--- Assignment ---
Reproduce the Lennard-Jones post between "My system is" and "to be calculated.", inclusive, substituting "base" for "anchor" throughout.

::: Document extract :::

In article <35BD3606.407FE3ED at lms.mit.edu> David Green,
dfgreen at lms.mit.edu writes:
> The Lennard-Jones energy is the potential energy of the system, U,
>which is related to H by U=H-pV. As you can see ... it doesn't consider
>entropy ( U in constant volume systems is somewhat analogous to H in constant
>pressure systems). As for how to deal with entropy, I'm not so sure,
>but it depends on how large a system your working with. For
>a really small system in vacuum, you may be able to get away with calculating
>statistical entropy. For larger systems, or anything in solvent,
>this won't work. You might get more help if you describe your application
>a bit more. For example, are you trying to do dynamics? How
>big is your system, etc.
>
Thanks, that's helpful.
My system is about as simple as you can get: A point "particle"
representing a ligand, and two "particles" representing two parts of a
protein, one is an "anchor" and is supposed to represent some large mass
in the protein, and the other is a moveable "arm", supposed to represent
the part of the protein that actually binds the ligand. At rest, the arm
sits in the potential well generated between itself and the anchor. When
the ligand is inserted nearby, the arm and the ligand generate an
additional well, with a minimum at some unknown radius to be calculated.
So I used Lennard-Jones as the field equation between all particles, and
solved (by an optimizing algorithm) for the final positions of the
particles that minimized the total system potential energy. The
coefficients of the Lennard-Jones equation (radius and well-depth) and
the separations between particles, were all free parameters. Now I just
want to see if this has taught me anything about whether this
hypothetical binding reaction is enthalpy or entropy driven, so to speak.

::: Data for analysis :::

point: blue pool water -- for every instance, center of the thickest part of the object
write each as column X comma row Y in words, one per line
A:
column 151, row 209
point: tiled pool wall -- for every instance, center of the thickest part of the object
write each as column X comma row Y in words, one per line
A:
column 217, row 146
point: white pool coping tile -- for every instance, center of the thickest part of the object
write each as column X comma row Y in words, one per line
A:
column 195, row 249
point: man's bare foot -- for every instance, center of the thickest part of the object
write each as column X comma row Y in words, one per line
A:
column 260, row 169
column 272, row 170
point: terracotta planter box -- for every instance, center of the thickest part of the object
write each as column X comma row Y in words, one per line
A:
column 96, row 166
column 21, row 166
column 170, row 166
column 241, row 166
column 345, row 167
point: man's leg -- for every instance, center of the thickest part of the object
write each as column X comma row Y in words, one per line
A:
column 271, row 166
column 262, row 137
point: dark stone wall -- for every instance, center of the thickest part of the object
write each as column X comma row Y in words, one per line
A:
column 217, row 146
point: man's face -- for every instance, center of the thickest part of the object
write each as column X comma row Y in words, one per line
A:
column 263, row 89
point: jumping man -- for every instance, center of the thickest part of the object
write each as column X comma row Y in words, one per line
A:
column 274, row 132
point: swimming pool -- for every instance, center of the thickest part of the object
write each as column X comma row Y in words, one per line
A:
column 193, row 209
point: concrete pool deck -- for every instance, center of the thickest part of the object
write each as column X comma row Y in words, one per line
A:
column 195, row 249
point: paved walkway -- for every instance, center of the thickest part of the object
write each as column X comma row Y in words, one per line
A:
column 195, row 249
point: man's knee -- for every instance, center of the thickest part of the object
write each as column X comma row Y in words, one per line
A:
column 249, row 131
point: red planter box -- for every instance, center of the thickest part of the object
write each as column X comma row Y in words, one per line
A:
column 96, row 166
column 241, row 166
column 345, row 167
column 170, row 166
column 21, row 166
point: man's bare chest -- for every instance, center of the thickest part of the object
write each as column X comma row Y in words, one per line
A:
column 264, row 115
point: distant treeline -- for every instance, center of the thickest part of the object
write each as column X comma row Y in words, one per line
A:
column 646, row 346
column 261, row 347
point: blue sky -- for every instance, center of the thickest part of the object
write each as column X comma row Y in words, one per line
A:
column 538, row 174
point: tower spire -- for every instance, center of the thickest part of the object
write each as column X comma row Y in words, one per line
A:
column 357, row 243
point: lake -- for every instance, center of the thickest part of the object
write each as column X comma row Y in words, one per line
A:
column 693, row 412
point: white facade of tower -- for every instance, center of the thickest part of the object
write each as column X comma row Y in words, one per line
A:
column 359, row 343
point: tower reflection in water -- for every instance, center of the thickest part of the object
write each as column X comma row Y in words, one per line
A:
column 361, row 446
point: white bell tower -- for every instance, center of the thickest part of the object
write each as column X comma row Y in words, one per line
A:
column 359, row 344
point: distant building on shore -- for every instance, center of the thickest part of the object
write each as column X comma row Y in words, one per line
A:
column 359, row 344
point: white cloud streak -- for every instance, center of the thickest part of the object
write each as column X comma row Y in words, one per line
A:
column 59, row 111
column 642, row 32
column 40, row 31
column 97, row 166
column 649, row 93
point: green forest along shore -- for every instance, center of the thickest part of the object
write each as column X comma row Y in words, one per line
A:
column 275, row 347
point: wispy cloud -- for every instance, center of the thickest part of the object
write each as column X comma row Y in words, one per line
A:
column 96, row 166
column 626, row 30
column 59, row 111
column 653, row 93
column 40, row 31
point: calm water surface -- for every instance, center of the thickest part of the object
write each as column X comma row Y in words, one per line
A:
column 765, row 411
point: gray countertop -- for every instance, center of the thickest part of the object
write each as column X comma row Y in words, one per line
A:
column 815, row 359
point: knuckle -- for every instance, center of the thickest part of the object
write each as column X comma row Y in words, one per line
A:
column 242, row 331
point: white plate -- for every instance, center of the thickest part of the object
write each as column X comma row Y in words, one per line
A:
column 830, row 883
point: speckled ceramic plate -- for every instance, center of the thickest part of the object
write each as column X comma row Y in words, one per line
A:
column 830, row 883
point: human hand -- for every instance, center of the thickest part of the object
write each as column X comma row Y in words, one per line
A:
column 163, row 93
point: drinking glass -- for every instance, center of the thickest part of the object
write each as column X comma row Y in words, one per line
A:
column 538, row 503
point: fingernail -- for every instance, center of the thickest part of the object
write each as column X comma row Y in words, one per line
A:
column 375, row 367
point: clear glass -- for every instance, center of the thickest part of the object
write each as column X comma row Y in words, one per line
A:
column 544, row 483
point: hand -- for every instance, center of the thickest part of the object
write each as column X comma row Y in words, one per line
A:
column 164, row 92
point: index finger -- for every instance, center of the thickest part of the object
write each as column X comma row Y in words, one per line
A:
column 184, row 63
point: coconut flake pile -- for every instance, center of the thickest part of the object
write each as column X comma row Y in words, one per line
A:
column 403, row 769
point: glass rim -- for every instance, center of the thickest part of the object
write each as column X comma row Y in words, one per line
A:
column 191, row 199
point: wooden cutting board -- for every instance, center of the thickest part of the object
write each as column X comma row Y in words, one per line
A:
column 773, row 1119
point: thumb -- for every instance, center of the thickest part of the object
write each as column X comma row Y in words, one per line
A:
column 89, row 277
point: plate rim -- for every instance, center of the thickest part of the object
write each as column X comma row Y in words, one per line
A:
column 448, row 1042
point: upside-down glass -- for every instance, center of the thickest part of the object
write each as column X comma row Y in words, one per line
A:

:::

--- Answer section ---
My system is about as simple as you can get: A point "particle"
representing a ligand, and two "particles" representing two parts of a
protein, one is an "base" and is supposed to represent some large mass
in the protein, and the other is a moveable "arm", supposed to represent
the part of the protein that actually binds the ligand. At rest, the arm
sits in the potential well generated between itself and the base. When
the ligand is inserted nearby, the arm and the ligand generate an
additional well, with a minimum at some unknown radius to be calculated.